» **Extrait de page**:
........

Les questions d’identité de genre ne doivent pas nous effrayer

Preston Sprinkle propose des orientations pour penser de manière biblique et écouter avec amour.

Christianity Today May 5, 2021
Illustration by Rick Szuecs

Parmi les nombreux livres traitant des questions LGBT d’un point de vue chrétien, la plupart s’arrêtent aux trois premières lettres de l'acronyme, négligeant malheureusement la dernière. Pourtant, les questions relatives à l'identité de genre sont de plus en plus nombreuses et pressantes, tant à l'intérieur qu'à l'extérieur de l'Église. Dans son dernier livre, Embodied: Transgender Identities, the Church and What the Bible Has to Say (Incarné : Identités transgenres, l'Église et ce que la Bible a à dire, 2021), Preston Sprinkle, président du Center for Faith, Sexuality & Gender (Centre pour la foi, la sexualité et le genre), offre ses conseils à ceux qui souhaitent aborder ces questions de manière constructive et avec amour. Rachel Gilson, auteure et membre de l’équipe théologique de l’organisation Cru, s'est entretenue avec lui au sujet de son livre.

........

» **Données brutes**:
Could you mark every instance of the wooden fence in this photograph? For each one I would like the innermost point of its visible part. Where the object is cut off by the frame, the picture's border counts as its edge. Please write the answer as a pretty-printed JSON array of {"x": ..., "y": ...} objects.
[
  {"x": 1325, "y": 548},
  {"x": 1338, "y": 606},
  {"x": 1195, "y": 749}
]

........

» **Consigne**: Recopiez, s'il vous plaît, le passage de l'article sur l'identité de genre qui commence à « Parmi les nombreux » et se termine à « de son livre. ».

» **Résultat**:
Parmi les nombreux livres traitant des questions LGBT d’un point de vue chrétien, la plupart s’arrêtent aux trois premières lettres de l'acronyme, négligeant malheureusement la dernière. Pourtant, les questions relatives à l'identité de genre sont de plus en plus nombreuses et pressantes, tant à l'intérieur qu'à l'extérieur de l'Église. Dans son dernier livre, Embodied: Transgender Identities, the Church and What the Bible Has to Say (Incarné : Identités transgenres, l'Église et ce que la Bible a à dire, 2021), Preston Sprinkle, président du Center for Faith, Sexuality & Gender (Centre pour la foi, la sexualité et le genre), offre ses conseils à ceux qui souhaitent aborder ces questions de manière constructive et avec amour. Rachel Gilson, auteure et membre de l’équipe théologique de l’organisation Cru, s'est entretenue avec lui au sujet de son livre.